___ EXERCISE DATA ___
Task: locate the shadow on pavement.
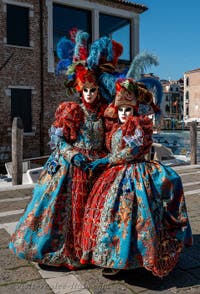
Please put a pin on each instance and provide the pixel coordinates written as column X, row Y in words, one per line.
column 185, row 274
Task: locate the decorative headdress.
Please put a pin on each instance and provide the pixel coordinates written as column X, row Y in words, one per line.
column 97, row 65
column 130, row 93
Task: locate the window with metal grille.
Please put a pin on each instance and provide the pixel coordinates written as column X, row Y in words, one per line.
column 17, row 25
column 21, row 107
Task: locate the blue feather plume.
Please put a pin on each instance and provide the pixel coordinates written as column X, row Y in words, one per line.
column 155, row 87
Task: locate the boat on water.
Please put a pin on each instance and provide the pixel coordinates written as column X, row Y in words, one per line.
column 165, row 155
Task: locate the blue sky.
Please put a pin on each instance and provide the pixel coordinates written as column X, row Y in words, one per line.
column 170, row 29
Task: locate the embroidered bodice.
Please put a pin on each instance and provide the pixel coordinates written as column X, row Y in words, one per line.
column 91, row 134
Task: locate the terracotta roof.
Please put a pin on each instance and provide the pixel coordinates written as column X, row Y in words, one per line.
column 139, row 7
column 193, row 70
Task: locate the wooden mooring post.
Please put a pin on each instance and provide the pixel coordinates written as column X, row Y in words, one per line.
column 193, row 142
column 17, row 151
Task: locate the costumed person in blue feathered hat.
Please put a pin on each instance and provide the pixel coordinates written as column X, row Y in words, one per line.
column 49, row 232
column 135, row 215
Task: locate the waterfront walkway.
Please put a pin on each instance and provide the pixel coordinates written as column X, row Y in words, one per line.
column 20, row 276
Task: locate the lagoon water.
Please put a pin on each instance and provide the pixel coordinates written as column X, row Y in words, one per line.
column 178, row 141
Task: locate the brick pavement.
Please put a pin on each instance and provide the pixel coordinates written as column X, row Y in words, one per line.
column 20, row 276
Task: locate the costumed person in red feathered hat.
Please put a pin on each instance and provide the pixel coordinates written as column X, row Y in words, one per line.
column 49, row 232
column 135, row 214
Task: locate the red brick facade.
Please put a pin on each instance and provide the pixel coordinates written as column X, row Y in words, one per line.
column 27, row 67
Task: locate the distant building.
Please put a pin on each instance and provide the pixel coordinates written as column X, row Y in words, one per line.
column 172, row 104
column 28, row 36
column 192, row 95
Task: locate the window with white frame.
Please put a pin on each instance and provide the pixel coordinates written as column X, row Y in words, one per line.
column 17, row 25
column 119, row 29
column 66, row 18
column 97, row 19
column 21, row 107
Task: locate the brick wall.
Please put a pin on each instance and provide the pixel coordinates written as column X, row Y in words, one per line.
column 24, row 69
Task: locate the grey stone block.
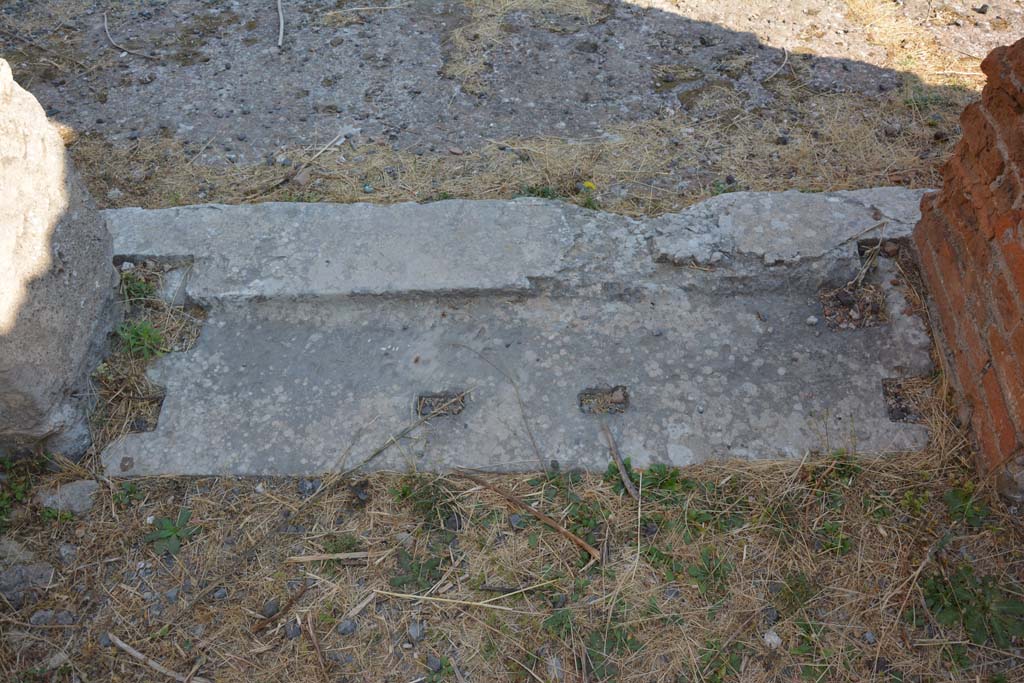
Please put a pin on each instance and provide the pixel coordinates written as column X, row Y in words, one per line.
column 57, row 297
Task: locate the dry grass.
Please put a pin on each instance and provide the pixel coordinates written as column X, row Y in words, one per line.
column 127, row 399
column 839, row 547
column 833, row 141
column 910, row 47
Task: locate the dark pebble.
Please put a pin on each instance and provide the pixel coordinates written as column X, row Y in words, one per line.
column 41, row 617
column 270, row 607
column 308, row 486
___
Every entry above is to be printed again exactly, pictures omitted.

*EXPECTED ANSWER*.
Task: locate the shadow on pavement.
Please put a pin on each instance and provide the pixel coordinates written as column X, row Y in words, one per line.
column 185, row 274
Task: locate the decorative headdress.
Please put a pin on each instance and provide the pixel coordinates written as column X, row Y in words, one per line.
column 97, row 65
column 130, row 93
Task: locate the window with metal grille.
Please put a pin on each instance and provide the pixel coordinates written as column X, row Y in words, one per line.
column 17, row 25
column 21, row 107
Task: locate the blue feather plume.
Please put a pin on each instance and provide the pixel coordinates written as column X, row Y in words, one per line.
column 155, row 87
Task: locate the boat on water.
Please put a pin on each instance and provide the pixel coordinates written as column X, row Y in words, one per line.
column 165, row 155
Task: locate the blue sky.
Please put a pin on each instance and provide the pixel coordinates written as column X, row Y in words, one per line.
column 170, row 29
Task: locate the embroidered bodice.
Please put a pin on each instance and provide the pixel coordinates written as column X, row Y in words, one per line.
column 91, row 134
Task: locate the terracotta roof.
Please put a pin on each instance and provide the pixel coordinates written as column X, row Y in words, one per line.
column 139, row 7
column 193, row 70
Task: locate the wooden mooring post.
Please put a pin on each instance and provide the pixel coordinates written as column X, row Y in words, one per line.
column 193, row 142
column 17, row 151
Task: locate the costumed person in blue feathered hat.
Please put a pin on each instance and provide the pixel coordinates written as column X, row Y in words, one per line.
column 49, row 232
column 135, row 215
Task: locate the waterfront walkway.
Please put a pin on each instance and provide the pixel coordinates written as column X, row Y in words, one per line.
column 20, row 276
Task: locate the lagoon water.
Please put a pin on each instance and provide the pixel coordinates written as column X, row Y in words, one per line.
column 178, row 141
Task: locate the brick pavement.
Please put a pin on each instance and provide the pixel coordinates written as column X, row Y in words, one per line.
column 20, row 276
Task: locate the costumed person in red feathered hat.
Please put a pin on each instance and provide the pixel coordinates written as column X, row Y in words, one per line.
column 49, row 232
column 135, row 214
Task: locate the red brick facade.
Please put a pin on each instance and provide the pixel coordinates written as column X, row Y in words, one per line.
column 27, row 67
Task: locate the distant building.
Please put a pin on each instance and provide the pixel coordinates written as column X, row Y in words, one per line.
column 172, row 104
column 28, row 36
column 192, row 95
Task: locate the window with white frame.
Please put a pin on each instance and provide the pixel coordinates written as column X, row Y in words, one per line.
column 17, row 25
column 119, row 29
column 66, row 18
column 97, row 19
column 21, row 107
Task: locate the brick wall.
Please put a pin on each instance and provide the pixel coordinates written as column X, row Y in words, one per line.
column 24, row 69
Task: locate the grey stone block.
Please put a pin on each instance and provide the pixel coordinates written as column X, row Y in words, one per line.
column 57, row 297
Task: locate the dry grass.
Please put a pin on each instance and provide the pixel coordinates written as column X, row Y in words, one per line.
column 127, row 399
column 839, row 547
column 833, row 141
column 910, row 47
Task: locate the dark pebble.
Please put a pin on each instance and provide the pixel coordinates written as column X, row Y in words, one per line.
column 41, row 617
column 270, row 607
column 308, row 486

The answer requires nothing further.